> Given records:
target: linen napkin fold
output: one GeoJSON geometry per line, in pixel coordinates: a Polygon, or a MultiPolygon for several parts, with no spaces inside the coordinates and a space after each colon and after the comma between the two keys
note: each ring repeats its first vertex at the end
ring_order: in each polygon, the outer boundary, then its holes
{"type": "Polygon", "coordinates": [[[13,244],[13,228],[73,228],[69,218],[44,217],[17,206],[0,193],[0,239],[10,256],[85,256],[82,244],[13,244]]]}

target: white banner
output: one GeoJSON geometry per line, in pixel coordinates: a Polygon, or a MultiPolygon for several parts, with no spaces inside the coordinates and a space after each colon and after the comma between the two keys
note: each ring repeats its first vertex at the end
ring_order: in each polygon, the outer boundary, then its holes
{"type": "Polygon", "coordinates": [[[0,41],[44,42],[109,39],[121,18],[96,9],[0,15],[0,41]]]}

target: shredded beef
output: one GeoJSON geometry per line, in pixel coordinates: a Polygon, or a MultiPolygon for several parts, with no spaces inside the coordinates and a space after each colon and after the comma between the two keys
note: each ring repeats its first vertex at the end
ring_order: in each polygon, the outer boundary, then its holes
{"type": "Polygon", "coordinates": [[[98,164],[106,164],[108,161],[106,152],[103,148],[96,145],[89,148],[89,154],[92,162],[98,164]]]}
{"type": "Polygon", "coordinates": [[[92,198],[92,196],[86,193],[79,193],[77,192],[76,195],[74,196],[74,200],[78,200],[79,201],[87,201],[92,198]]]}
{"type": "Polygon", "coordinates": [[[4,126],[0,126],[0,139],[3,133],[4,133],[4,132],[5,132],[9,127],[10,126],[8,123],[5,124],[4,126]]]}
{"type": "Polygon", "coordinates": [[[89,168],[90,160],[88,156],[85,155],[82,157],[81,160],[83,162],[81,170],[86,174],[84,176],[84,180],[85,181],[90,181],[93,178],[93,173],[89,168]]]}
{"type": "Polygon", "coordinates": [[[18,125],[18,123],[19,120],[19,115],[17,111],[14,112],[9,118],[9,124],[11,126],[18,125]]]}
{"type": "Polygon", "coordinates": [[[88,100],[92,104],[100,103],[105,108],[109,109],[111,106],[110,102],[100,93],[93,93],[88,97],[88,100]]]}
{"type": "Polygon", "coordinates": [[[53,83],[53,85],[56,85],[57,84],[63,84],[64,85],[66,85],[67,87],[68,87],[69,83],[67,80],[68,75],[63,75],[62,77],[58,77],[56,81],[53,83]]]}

> Requirement: Format the records above as a two-column CSV with the header "record_text,answer" and one row per record. Put each record's text and its answer in their own quoted fields, replacing every line break with a space.

> Task response:
record_text,answer
"target: linen napkin fold output: one GeoJSON geometry per line, in pixel coordinates: a Polygon, or a MultiPolygon for several parts, with no spaces inside the coordinates and a space after each colon and after the comma between the two keys note: each ring repeats its first vertex at the end ring_order: in each polygon, the outer boundary, then its holes","{""type"": ""Polygon"", ""coordinates"": [[[13,244],[13,228],[73,228],[69,218],[44,217],[17,206],[0,193],[0,239],[10,256],[85,256],[82,244],[13,244]]]}"
"target: white banner output: one GeoJSON geometry per line, in pixel coordinates: a Polygon, or a MultiPolygon for several parts, with no spaces inside the coordinates and a space after each colon and after the comma between the two keys note: each ring repeats its first vertex at the end ring_order: in each polygon, the outer boundary, then its holes","{""type"": ""Polygon"", ""coordinates"": [[[0,41],[44,42],[109,39],[121,18],[96,9],[0,15],[0,41]]]}"
"target: shredded beef output: one GeoJSON geometry per line, in pixel coordinates: a Polygon, or a MultiPolygon for several parts, with no spaces inside the coordinates and a space after each colon and after the comma between the two keys note: each ring repeats its first vertex at the end ring_order: in each polygon, the outer boundary, then its holes","{""type"": ""Polygon"", ""coordinates"": [[[98,164],[106,164],[108,161],[106,152],[103,148],[96,145],[89,148],[89,154],[92,162],[98,164]]]} {""type"": ""Polygon"", ""coordinates"": [[[92,198],[92,196],[86,193],[79,193],[77,192],[76,195],[74,196],[74,200],[78,200],[79,201],[87,201],[92,198]]]} {""type"": ""Polygon"", ""coordinates"": [[[4,126],[0,126],[0,139],[3,133],[4,133],[4,132],[5,132],[9,127],[10,126],[8,123],[5,124],[4,126]]]} {""type"": ""Polygon"", ""coordinates"": [[[89,168],[90,160],[88,156],[85,155],[82,157],[81,160],[83,162],[81,170],[86,174],[84,176],[84,180],[85,181],[90,181],[93,178],[93,173],[89,168]]]} {""type"": ""Polygon"", ""coordinates"": [[[18,125],[18,123],[19,120],[19,115],[17,111],[14,112],[9,118],[9,124],[11,126],[18,125]]]} {""type"": ""Polygon"", ""coordinates"": [[[88,100],[92,104],[100,103],[105,108],[109,109],[111,106],[110,102],[100,93],[93,93],[88,97],[88,100]]]} {""type"": ""Polygon"", ""coordinates"": [[[53,83],[53,85],[56,85],[57,84],[63,84],[64,85],[66,85],[67,87],[68,87],[69,83],[67,80],[68,75],[63,75],[62,77],[58,77],[56,81],[53,83]]]}"